INFORMATION GIVEN:
-*-*-

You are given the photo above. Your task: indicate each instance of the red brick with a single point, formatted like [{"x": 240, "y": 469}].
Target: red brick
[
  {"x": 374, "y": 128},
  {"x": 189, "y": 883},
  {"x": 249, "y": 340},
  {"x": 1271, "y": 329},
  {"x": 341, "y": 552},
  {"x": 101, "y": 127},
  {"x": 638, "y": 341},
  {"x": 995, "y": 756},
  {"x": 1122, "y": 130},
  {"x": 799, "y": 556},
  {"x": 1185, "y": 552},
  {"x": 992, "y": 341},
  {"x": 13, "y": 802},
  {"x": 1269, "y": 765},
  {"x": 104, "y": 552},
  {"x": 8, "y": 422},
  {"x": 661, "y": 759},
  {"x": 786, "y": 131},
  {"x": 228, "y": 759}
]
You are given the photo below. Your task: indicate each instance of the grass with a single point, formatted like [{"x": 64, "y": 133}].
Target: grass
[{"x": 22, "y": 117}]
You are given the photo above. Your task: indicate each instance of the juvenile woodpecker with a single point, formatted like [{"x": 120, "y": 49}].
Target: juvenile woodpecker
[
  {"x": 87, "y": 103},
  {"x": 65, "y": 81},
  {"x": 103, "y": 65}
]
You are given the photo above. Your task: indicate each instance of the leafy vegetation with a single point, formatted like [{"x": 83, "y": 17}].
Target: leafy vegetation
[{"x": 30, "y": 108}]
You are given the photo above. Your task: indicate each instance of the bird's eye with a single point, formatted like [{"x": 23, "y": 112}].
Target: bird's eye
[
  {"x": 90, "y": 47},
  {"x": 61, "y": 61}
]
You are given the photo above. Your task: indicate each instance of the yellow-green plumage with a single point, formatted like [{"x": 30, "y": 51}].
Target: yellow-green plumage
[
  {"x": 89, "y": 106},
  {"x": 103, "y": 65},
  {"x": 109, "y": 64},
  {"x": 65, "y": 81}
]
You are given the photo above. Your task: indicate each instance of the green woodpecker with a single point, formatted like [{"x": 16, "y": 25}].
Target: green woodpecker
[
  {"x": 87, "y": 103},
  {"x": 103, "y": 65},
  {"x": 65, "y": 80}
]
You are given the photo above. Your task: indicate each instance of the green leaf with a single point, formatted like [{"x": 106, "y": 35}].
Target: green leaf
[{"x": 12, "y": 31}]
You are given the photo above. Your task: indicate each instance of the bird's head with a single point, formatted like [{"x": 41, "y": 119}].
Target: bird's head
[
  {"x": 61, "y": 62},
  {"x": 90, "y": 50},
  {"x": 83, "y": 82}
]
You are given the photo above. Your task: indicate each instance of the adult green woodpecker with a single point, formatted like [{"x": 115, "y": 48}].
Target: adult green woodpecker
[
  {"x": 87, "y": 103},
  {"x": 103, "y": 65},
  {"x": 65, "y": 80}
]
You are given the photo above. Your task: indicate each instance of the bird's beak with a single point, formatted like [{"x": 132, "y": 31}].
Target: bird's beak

-*-*-

PROMPT:
Would you copy out exactly the lines from the one holding "of the adult" through the end of the entries above, both ends included?

RESPONSE:
You are given the photo above. Your task: indicate each instance of the adult green woodpecker with a single point, formatted like [{"x": 115, "y": 48}].
Target: adult green woodpecker
[
  {"x": 87, "y": 103},
  {"x": 103, "y": 65},
  {"x": 65, "y": 80}
]
You are given the photo above. Your task: indicate each instance of the bird's beak with a single point, formatted like [{"x": 132, "y": 31}].
Target: bird's beak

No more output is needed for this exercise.